In an age where technology is the backbone of our infrastructure, the fragility of GPS has become a growing concern. GPS underpins 17 critical industries across the United States, from telecommunications and energy distribution to transportation and finance. As Patrick Diamond, principal at Diamond Consulting, emphasized during a recent webinar, “We don’t have a backup for our GPS system, but our adversaries have backups for theirs.” This stark reality highlights the urgent need for alternatives to ensure the security and reliability of our nation’s critical infrastructure.
The Broadcast Positioning System (BPS™), invented by NAB, represents a powerful and resilient solution to this challenge. BPS uses the ATSC 3.0 standard to embed precise time markers into television broadcasts, offering a terrestrial alternative to satellite-based systems. By leveraging the robust infrastructure of local television stations, BPS provides reliable timing and positioning signals while remaining compatible with other broadcast services.

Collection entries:
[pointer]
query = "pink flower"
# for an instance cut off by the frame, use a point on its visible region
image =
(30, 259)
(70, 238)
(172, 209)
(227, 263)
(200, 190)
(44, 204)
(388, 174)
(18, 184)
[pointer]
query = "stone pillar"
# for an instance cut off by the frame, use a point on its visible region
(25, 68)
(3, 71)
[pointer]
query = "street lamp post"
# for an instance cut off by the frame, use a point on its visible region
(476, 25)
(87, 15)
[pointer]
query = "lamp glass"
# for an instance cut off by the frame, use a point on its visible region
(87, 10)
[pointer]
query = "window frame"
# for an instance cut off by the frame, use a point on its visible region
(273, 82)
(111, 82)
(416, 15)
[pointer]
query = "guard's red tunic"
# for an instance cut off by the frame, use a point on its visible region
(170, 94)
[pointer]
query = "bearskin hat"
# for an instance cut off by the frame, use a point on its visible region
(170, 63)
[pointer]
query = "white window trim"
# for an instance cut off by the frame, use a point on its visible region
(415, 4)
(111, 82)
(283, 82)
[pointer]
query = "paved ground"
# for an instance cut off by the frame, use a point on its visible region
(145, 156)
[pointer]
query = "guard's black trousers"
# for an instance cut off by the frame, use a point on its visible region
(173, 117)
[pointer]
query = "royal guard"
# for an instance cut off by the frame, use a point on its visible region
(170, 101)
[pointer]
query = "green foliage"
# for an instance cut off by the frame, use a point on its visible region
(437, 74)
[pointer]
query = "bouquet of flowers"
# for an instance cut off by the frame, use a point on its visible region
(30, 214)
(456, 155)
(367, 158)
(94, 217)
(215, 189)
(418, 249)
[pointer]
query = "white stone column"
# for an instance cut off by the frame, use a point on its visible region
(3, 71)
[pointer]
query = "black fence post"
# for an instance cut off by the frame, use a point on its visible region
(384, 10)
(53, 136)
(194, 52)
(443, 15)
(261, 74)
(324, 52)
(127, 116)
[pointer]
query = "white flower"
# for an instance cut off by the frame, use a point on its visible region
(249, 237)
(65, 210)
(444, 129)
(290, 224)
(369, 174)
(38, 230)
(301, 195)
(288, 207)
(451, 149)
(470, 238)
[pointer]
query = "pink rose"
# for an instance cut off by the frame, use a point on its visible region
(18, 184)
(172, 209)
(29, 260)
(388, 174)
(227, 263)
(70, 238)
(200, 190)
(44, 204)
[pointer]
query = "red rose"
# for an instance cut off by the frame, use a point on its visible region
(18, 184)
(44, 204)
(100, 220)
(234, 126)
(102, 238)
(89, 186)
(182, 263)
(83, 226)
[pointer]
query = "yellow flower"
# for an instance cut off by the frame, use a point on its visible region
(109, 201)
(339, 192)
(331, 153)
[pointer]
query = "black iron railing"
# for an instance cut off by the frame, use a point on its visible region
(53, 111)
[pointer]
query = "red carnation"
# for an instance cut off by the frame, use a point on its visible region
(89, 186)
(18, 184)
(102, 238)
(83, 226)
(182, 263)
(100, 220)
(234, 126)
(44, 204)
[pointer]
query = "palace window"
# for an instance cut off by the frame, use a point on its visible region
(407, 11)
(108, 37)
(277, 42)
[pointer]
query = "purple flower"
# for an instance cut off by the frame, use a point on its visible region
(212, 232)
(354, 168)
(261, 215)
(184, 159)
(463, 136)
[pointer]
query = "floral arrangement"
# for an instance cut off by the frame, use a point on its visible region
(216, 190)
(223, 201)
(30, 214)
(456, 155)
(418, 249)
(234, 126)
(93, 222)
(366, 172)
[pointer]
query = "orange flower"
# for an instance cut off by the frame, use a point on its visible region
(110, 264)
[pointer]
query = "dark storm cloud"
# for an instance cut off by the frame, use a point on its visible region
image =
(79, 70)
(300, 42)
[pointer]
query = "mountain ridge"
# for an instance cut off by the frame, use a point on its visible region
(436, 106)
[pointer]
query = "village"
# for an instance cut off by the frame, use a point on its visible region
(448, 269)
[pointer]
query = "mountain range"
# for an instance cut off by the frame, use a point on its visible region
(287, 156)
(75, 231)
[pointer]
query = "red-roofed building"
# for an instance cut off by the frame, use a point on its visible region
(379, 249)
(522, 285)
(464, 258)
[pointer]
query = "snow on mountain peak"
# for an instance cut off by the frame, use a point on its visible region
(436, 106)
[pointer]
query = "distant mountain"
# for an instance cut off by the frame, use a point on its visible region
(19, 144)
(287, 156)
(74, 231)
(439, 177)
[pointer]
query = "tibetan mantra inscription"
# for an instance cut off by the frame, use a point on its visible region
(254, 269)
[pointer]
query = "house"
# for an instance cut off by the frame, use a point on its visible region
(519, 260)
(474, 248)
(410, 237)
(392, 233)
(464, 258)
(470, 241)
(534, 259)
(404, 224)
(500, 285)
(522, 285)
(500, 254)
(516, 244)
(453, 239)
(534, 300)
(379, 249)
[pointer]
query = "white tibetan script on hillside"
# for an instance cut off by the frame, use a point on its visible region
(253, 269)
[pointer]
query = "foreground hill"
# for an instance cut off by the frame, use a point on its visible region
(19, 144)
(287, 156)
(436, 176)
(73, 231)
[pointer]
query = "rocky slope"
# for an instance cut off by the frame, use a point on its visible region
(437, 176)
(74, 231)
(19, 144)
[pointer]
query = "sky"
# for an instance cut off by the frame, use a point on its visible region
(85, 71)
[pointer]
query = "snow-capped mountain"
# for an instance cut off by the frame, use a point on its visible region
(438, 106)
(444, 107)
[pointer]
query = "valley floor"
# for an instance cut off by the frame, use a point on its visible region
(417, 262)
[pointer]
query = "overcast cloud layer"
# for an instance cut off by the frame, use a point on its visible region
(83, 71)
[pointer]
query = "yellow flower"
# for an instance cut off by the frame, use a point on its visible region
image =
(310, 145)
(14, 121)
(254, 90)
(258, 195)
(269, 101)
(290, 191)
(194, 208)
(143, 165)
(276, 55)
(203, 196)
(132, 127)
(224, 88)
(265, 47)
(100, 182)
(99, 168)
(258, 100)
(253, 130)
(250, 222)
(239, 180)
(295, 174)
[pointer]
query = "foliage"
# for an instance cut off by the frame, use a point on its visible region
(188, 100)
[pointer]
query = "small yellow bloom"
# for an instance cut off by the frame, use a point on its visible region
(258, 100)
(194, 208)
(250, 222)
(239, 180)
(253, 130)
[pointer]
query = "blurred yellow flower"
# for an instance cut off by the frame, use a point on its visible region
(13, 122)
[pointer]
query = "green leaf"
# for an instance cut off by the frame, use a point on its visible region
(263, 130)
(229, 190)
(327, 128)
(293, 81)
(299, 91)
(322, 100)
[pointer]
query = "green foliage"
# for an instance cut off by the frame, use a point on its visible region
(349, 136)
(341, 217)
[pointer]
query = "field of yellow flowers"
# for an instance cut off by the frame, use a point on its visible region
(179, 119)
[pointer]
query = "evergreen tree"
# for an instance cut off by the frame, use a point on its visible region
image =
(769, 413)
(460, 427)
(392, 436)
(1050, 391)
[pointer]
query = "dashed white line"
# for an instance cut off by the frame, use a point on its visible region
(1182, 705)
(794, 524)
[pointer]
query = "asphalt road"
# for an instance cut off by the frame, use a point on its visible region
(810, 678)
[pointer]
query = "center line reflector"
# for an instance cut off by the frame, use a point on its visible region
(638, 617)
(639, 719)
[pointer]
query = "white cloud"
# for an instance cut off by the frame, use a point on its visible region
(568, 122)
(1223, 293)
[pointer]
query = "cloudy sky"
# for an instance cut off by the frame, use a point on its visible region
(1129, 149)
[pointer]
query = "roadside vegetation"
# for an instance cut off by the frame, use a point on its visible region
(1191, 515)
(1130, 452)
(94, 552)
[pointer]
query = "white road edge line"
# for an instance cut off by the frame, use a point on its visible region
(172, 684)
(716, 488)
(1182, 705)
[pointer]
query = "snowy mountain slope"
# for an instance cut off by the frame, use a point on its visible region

WRITTEN TASKS »
1 > In the passage on GPS alternatives, which standard does the Broadcast Positioning System use to embed time markers into television broadcasts?
2 > Return the part of the passage on GPS alternatives that opens with the words containing "In an age where" and closes with "nation’s critical infrastructure.".

PER-TASK OUTPUTS »
1 > The ATSC 3.0 standard.

2 >
In an age where technology is the backbone of our infrastructure, the fragility of GPS has become a growing concern. GPS underpins 17 critical industries across the United States, from telecommunications and energy distribution to transportation and finance. As Patrick Diamond, principal at Diamond Consulting, emphasized during a recent webinar, “We don’t have a backup for our GPS system, but our adversaries have backups for theirs.” This stark reality highlights the urgent need for alternatives to ensure the security and reliability of our nation’s critical infrastructure.